TEXTE EXTRAIT:
—————
On a tant fête de centièmes depuis quelques années, dans les théâtres de Paris, qu’un chroniqueur qui n’aime pas les banalités ne peut guère se permettre de mentionner ces petites solennités. Et cependant c’est d’une centième que je veux vous parler ce soir. Il est vrai qu’elle ne ressemble pas du tout à toutes les autres. La centième dont il s’agit sera, en même temps, une première. Elle aura lieu, dans peu de jours, aux Folies-Dramatiques, le soir où l’on y représentera la Fille du Tambour-Major. Car la nouvelle opérette sera le centième ouvrage de Jacques Offenbach.
Je ne sais si le maëstro a l’intention de s’illuminer lui-même pour célébrer dignement cet événement, s’il s’offrira un souper ou un bal, mais il m’a paru intéressant, en cette circonstance, de jeter un coup d’œil sur la liste si brillante et si bien remplie où sont inscrites les œuvres de l’auteur d’Orphée aux Enfers.
Ce ne sont pas les titres célèbres des partitions que tout le monde connaît qui m’ont frappé.
À quoi bon citer la Grande Duchesse, la Belle Hélène, la Périchole, Barbe-Bleue, Geneviève de Brabant, le Pont des Soupirs, les Brigands, la Vie parisienne, les Bavards, la Chanson de Fortunio, Madame l’Archiduc, le Voyage dans la Lune, le Roi Carotte, la Jolie Parfumeuse, Pomme d’Api, Vert-Vert, le Violoneux, le Mariage aux lanternes, et tant d’autres opérettes, ou opéra-comiques joués partout, applaudis partout ?
—————
LISTE DU MATÉRIEL:

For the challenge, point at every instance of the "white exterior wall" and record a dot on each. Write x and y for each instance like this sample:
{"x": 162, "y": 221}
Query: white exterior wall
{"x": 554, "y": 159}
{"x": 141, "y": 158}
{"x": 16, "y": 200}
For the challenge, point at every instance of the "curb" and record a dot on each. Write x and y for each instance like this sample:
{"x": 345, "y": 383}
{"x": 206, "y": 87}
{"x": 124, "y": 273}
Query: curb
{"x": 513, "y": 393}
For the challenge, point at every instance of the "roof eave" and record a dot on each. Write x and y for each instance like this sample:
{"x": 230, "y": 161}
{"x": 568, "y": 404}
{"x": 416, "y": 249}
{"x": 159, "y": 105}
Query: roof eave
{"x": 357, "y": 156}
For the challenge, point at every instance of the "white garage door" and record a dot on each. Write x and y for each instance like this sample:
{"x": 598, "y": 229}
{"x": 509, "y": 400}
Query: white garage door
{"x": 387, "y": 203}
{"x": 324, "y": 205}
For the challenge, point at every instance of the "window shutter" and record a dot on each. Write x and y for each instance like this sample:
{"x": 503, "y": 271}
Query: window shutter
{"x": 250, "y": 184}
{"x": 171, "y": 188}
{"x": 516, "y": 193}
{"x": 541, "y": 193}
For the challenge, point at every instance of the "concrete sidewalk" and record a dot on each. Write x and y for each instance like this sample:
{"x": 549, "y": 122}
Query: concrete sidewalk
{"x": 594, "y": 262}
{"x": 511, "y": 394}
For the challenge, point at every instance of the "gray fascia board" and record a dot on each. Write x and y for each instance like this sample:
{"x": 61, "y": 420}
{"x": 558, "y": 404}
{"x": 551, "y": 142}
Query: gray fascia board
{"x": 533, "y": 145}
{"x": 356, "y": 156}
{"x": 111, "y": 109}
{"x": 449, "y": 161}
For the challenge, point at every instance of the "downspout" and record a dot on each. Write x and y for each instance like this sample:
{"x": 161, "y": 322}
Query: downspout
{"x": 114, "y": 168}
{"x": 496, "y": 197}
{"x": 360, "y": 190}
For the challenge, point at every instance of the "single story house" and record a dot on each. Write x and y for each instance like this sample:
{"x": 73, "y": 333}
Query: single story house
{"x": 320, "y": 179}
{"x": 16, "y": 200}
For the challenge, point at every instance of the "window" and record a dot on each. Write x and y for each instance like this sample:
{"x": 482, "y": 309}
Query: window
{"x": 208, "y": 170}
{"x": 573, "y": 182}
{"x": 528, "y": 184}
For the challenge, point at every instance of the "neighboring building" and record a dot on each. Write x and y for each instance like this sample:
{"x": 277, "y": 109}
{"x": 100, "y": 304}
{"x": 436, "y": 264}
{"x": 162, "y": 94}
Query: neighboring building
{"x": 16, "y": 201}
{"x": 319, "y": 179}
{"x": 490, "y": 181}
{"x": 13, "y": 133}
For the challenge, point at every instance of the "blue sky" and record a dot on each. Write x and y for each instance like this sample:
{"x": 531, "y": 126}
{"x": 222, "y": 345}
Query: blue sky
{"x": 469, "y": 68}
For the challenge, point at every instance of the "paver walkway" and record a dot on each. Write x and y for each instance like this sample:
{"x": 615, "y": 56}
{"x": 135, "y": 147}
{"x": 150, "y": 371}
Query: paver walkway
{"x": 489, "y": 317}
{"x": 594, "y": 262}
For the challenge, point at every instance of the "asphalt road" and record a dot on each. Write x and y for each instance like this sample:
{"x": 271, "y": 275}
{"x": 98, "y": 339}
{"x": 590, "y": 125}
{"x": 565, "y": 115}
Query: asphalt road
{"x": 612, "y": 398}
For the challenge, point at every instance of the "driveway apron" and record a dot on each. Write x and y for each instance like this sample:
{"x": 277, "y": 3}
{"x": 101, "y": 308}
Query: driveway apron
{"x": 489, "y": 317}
—————
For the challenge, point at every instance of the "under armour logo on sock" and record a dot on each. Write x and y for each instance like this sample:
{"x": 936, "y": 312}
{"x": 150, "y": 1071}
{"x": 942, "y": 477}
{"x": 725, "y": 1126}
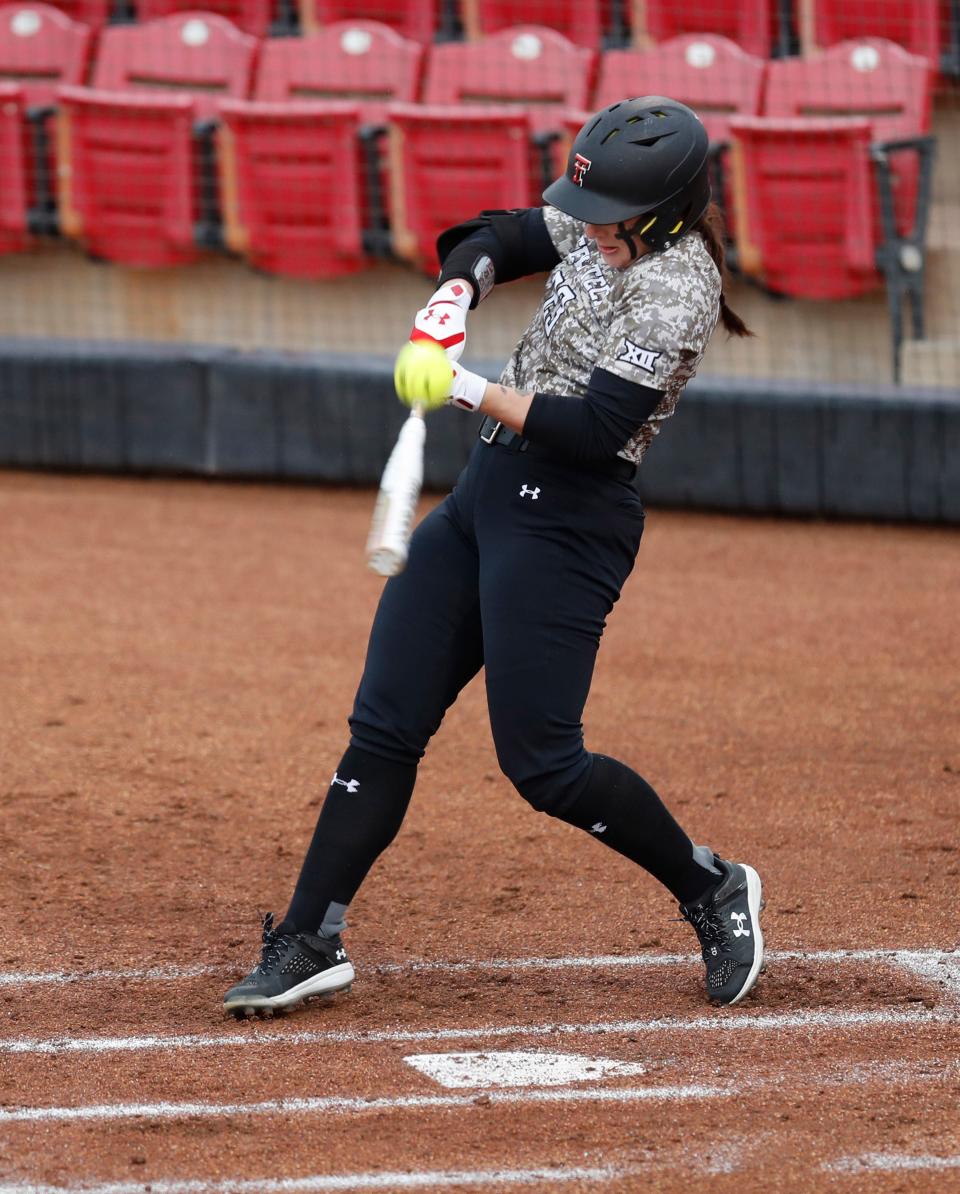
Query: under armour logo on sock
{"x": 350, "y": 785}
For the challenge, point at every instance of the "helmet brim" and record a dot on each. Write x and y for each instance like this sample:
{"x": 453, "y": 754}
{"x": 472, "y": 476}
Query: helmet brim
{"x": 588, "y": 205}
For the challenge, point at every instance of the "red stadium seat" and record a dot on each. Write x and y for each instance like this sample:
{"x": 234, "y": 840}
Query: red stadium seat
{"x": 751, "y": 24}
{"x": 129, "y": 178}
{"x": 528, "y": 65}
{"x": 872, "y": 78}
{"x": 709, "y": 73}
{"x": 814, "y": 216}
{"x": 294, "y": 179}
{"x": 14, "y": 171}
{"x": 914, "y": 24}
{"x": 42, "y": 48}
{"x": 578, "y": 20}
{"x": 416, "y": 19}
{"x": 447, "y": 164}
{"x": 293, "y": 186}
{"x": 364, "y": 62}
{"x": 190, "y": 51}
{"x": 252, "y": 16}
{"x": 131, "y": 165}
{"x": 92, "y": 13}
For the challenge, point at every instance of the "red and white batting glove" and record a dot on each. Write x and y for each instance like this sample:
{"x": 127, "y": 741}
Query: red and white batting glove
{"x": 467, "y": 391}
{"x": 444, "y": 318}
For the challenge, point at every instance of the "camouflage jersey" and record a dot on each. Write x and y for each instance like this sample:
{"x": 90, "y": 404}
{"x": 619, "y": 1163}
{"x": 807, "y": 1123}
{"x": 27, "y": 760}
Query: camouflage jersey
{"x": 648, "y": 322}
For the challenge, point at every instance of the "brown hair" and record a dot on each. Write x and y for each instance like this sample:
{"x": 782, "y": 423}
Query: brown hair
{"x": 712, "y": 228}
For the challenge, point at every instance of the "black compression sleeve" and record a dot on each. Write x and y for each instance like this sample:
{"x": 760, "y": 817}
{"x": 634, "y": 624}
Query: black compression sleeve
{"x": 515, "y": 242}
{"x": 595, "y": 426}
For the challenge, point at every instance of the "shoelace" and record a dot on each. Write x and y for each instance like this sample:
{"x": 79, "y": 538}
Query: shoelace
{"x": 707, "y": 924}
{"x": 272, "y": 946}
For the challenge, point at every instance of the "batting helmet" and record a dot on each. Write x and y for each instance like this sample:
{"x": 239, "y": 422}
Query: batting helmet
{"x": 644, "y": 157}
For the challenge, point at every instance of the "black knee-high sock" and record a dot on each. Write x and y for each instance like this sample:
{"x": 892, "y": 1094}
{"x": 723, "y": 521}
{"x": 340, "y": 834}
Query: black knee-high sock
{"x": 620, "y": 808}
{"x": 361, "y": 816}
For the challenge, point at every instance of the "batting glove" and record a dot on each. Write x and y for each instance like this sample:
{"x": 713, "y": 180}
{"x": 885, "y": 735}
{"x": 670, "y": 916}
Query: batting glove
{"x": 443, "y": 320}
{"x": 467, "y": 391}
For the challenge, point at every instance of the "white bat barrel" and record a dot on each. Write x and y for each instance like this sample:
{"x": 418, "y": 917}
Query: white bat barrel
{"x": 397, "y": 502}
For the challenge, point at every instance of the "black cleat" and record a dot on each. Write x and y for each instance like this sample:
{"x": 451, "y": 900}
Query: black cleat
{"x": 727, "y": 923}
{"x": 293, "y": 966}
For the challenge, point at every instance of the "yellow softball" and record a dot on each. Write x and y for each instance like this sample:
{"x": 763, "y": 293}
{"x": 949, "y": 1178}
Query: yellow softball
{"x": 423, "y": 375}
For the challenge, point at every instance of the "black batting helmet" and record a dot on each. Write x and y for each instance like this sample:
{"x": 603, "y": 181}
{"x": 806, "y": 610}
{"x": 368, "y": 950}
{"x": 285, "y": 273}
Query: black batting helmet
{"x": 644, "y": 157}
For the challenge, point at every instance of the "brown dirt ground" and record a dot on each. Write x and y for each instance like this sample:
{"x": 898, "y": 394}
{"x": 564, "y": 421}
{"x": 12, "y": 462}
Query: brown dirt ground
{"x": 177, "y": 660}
—————
Pouvez-vous reproduire à l'identique le passage du texte sur Offenbach compris entre « On a tant fête » et « d’Orphée aux Enfers. », ces deux extrémités incluses ? Le matériel n'a aucun lien avec le texte sur Offenbach.

On a tant fête de centièmes depuis quelques années, dans les théâtres de Paris, qu’un chroniqueur qui n’aime pas les banalités ne peut guère se permettre de mentionner ces petites solennités. Et cependant c’est d’une centième que je veux vous parler ce soir. Il est vrai qu’elle ne ressemble pas du tout à toutes les autres. La centième dont il s’agit sera, en même temps, une première. Elle aura lieu, dans peu de jours, aux Folies-Dramatiques, le soir où l’on y représentera la Fille du Tambour-Major. Car la nouvelle opérette sera le centième ouvrage de Jacques Offenbach.
Je ne sais si le maëstro a l’intention de s’illuminer lui-même pour célébrer dignement cet événement, s’il s’offrira un souper ou un bal, mais il m’a paru intéressant, en cette circonstance, de jeter un coup d’œil sur la liste si brillante et si bien remplie où sont inscrites les œuvres de l’auteur d’Orphée aux Enfers.